▶ **Assigned task**: Please set down the listing exactly, from the first line to the last.

▶ **Data to use**:
--

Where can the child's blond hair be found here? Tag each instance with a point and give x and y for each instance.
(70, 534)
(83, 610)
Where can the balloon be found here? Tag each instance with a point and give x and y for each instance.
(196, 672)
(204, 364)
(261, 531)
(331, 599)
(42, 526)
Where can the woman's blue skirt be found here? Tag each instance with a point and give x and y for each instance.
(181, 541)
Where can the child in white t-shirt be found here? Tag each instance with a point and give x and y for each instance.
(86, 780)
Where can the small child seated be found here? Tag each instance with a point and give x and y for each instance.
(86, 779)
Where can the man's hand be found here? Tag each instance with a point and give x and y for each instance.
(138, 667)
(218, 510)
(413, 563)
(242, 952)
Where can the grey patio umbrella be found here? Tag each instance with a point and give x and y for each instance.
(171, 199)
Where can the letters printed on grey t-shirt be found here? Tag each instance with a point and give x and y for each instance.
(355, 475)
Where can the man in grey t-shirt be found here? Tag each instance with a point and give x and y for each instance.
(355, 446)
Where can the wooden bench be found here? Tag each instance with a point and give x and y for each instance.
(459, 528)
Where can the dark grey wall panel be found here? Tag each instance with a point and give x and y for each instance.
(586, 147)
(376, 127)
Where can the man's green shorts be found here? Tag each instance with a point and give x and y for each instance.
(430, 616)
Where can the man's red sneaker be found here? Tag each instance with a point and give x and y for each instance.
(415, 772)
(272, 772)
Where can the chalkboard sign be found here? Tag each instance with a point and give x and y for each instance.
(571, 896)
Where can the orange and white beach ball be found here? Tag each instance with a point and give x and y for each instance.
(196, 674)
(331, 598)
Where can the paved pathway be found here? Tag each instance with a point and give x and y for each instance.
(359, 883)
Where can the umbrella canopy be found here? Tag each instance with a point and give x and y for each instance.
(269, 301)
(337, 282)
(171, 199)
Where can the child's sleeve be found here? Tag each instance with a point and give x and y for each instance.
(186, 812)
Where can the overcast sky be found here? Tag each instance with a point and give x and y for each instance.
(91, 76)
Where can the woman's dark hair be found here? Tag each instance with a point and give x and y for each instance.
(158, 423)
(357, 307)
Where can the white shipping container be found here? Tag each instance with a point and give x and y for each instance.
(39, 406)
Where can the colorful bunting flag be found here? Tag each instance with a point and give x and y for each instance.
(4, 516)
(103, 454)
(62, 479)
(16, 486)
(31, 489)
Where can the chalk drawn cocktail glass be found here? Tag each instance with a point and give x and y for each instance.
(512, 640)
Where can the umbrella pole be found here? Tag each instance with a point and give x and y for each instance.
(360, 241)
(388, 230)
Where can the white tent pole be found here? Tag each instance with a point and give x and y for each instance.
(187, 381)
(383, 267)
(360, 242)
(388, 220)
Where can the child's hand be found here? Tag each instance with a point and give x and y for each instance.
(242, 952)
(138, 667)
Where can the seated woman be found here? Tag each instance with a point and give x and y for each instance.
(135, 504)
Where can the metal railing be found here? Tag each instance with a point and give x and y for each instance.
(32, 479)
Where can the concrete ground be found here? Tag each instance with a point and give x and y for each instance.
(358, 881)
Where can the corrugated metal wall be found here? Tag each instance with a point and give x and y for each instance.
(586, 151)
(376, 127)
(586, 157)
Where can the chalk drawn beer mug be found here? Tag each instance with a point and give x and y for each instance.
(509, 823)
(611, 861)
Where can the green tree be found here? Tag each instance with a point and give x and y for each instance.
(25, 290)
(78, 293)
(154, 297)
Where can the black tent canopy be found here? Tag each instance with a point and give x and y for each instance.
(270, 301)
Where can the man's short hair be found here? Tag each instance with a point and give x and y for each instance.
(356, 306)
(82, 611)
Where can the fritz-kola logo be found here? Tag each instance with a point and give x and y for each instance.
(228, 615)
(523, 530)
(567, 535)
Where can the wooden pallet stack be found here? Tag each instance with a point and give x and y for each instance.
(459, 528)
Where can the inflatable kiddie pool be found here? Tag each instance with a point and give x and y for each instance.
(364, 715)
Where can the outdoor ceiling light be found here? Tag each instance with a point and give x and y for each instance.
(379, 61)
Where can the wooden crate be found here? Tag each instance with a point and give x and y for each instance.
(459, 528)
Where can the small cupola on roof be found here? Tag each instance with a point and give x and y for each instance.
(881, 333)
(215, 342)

--

▶ **Solution to the exercise**:
Where can the child's blond hair be found here? Tag each instance with a point and give x and y for each instance.
(70, 534)
(83, 610)
Where can the balloon be found here? Tag each instance with a point and give x and y for each instance.
(196, 672)
(204, 364)
(261, 531)
(331, 599)
(42, 526)
Where can the woman's blue skirt be found here? Tag each instance with a point and give x and y for each instance.
(181, 541)
Where can the child in white t-shirt be found here? Tag each instance with a point and give x and y for each instance.
(86, 780)
Where can the small child seated be found here? Tag each instance with a point and give x and y for each instance.
(86, 779)
Where can the man's hand be found here? Tag each instance with a point and give x and y for each instance.
(138, 667)
(218, 510)
(413, 563)
(242, 952)
Where can the grey patio umbrella be found here? Tag each instance with a point and give x and y for each instance.
(171, 199)
Where can the letters printed on grey t-shirt be found here? Tag each instance with a point and give x and y for each instance.
(355, 475)
Where can the man in grey t-shirt be found here? Tag each instance with a point and give x and y for each instance.
(355, 446)
Where can the wooden bench be found here? Tag each instance with a point and give x and y for each instance.
(459, 528)
Where can the dark grey wall panel be found here? Tag each instance with a point and give x and y for each instance.
(586, 147)
(376, 127)
Where can the man's green shorts be found here? Tag each instance with a point and give x and y for each instance.
(430, 616)
Where can the man's red sneaker be found here? Tag each instance with a point and give x and y for each instance.
(415, 772)
(272, 772)
Where can the chalkboard sign be found here? Tag each instance with a point and give x and y for each instance.
(571, 896)
Where can the orange and white beach ball be found here? Tag each instance with a point and give x and y for each instance.
(196, 674)
(331, 598)
Where can the paved pathway be found here? Tag each instance with a point and give x and y for each instance.
(359, 883)
Where can the umbrella canopy be found here? Tag each instance with a point and give x and y for each instance.
(269, 301)
(337, 282)
(171, 199)
Where can the child's sleeve be found here? Tag each instance with a point and give x and y for each instance.
(186, 812)
Where can the overcast sky be found here? Tag each instance with a point and give x and y for each instance.
(91, 76)
Where can the woman's dark hair be found here? Tag each instance with a point and give x and y for each instance.
(158, 423)
(357, 307)
Where can the white shipping container be found here? Tag each instance with a point and give x and y for each instance.
(39, 406)
Where can the colorful bunting flag be found here? Tag each instance with a point and give x and y for each instance.
(4, 516)
(103, 454)
(62, 479)
(16, 486)
(31, 489)
Where can the chalk drawn cocktail glass be found here? Tag each instance with a point and give x and y for each instance.
(512, 640)
Where can the umbrella pole be found here? Tag each instance with a point and give x and y for each instance.
(360, 241)
(388, 230)
Where can the white tent pole be found here? Tag each instance with a point and give x and y for each instance.
(187, 381)
(383, 267)
(360, 242)
(388, 220)
Where can the child's hand be found here? Tag each instance with a point and give x and y for each instance.
(242, 952)
(138, 667)
Where can the seated woman be found here? Tag each instance with a point and give x and y for each instance.
(135, 504)
Where can the metal railing be found here? Tag each instance with a point and give x and y for each instance.
(32, 479)
Where can the concrete ground be found here? Tag each instance with a point and give x and y for each instance.
(358, 881)
Where can the corrugated metal wall be found here? Tag each instance with a point and give x and y for each instance.
(586, 151)
(376, 127)
(586, 157)
Where can the chalk drawn beer mug be found here? Tag each instance with a point and give x and y for each instance.
(509, 823)
(611, 861)
Where can the green tree be found here? Tag each instance with a point and give x and y for each instance.
(25, 290)
(78, 293)
(154, 297)
Where can the black tent canopy be found here? Tag each instance with a point and give x and y for each instance.
(270, 301)
Where can the man's short hair be found here? Tag each instance with a point and give x and y for each instance.
(356, 306)
(82, 611)
Where can the fritz-kola logo be found here? Tag each instance with a point and give x and y for each instance.
(228, 615)
(523, 530)
(567, 535)
Where can the wooden pallet stack be found here? Tag each instance with a point and give x and y for each instance.
(459, 528)
Where can the inflatable kiddie pool be found here? Tag each instance with a point and give x and y for each instance.
(364, 715)
Where can the outdoor ceiling light be found here? Tag each instance with a point and give x and y for each instance.
(379, 61)
Where can the wooden crate be found here? Tag each instance with a point and give x and y for each instance.
(459, 528)
Where can the small cupola on roof be found here? Tag each instance with a point and give x and y for each instance.
(881, 333)
(215, 342)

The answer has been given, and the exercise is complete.